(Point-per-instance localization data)
• • •

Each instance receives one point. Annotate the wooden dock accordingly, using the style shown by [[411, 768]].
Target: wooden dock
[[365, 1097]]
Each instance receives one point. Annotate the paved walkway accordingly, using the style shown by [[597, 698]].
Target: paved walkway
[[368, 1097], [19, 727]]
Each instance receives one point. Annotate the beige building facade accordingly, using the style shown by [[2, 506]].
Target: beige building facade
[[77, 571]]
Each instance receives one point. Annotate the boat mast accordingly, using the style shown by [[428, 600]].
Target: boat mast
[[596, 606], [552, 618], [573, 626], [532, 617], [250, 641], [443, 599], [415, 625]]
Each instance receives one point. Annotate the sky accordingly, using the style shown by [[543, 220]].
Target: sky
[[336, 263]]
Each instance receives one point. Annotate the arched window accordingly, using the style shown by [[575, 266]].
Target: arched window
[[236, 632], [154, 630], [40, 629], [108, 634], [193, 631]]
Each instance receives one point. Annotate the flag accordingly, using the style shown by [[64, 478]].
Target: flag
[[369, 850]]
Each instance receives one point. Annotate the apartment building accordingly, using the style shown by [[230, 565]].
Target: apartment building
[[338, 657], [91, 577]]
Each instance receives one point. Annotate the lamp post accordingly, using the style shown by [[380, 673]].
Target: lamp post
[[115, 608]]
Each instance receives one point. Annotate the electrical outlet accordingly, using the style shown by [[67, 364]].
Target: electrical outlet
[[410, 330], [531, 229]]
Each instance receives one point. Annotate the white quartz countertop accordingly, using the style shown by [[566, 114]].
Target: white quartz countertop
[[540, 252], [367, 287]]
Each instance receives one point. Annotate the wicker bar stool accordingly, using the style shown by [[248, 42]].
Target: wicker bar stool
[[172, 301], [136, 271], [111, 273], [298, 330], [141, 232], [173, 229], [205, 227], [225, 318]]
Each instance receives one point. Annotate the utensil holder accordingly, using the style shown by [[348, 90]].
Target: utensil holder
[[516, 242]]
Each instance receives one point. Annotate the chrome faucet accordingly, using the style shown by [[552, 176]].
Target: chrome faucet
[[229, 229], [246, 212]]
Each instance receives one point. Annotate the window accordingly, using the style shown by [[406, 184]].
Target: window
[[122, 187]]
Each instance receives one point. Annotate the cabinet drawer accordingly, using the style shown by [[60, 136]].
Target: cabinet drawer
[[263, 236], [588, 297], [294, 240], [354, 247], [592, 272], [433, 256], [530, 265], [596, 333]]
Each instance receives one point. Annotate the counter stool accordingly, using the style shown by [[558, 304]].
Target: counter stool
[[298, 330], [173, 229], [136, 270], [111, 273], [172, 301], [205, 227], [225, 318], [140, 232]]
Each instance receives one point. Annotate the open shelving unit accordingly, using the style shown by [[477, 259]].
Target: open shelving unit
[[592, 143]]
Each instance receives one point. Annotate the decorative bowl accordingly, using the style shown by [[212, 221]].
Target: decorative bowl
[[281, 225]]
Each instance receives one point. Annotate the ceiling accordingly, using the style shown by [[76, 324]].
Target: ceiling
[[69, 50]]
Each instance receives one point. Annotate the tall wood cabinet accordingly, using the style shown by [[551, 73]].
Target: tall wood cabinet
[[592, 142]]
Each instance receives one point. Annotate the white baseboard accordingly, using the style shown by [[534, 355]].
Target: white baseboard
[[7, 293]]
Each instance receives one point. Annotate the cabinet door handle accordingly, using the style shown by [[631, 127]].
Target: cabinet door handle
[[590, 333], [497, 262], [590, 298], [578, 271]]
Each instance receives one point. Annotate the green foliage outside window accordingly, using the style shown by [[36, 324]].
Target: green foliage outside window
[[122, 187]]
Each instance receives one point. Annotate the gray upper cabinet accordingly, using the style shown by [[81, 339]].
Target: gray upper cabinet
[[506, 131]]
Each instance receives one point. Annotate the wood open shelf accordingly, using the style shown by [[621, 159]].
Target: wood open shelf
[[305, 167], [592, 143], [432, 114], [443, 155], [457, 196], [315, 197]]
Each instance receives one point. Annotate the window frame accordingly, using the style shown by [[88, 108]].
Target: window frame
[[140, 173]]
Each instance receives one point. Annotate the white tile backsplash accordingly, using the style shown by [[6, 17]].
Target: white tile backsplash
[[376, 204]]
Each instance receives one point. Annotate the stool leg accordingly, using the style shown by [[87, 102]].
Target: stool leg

• • •

■ What you need to do
Each line from the one with "Target: cabinet door handle" through the end of the entries above is to be returned word for word. Nothing else belongs in the answer.

■ Task response
Target: cabinet door handle
[[590, 333], [497, 262], [590, 298], [578, 271]]
Each instance receives one point. Annotate the green foliage outside window accordingly, using the style shown by [[36, 324]].
Target: green foliage outside window
[[122, 187]]
Each instance receives one point. Annotate the gray upper cabinet accordingly, using the style shown by [[81, 339]].
Target: gray upper cabinet
[[506, 131]]
Each instance receives one point. Annotate the wood open shelf accordingly, using the style shown by [[621, 159]].
Target: wood open shelf
[[305, 167], [592, 143], [432, 114], [443, 155], [457, 196], [315, 197]]
Each instance receives one point. Annotate the window frame accordingly, using the style shown by [[88, 108]].
Target: window frame
[[140, 173]]
Each instance receives one point. Annotate the white tile backsplash accordingly, using the style shown by [[6, 17]].
Target: white tile backsplash
[[376, 204]]
Each instance receives one point. Annotate the stool leg accordingly, using the style shown by [[87, 102]].
Target: stool leg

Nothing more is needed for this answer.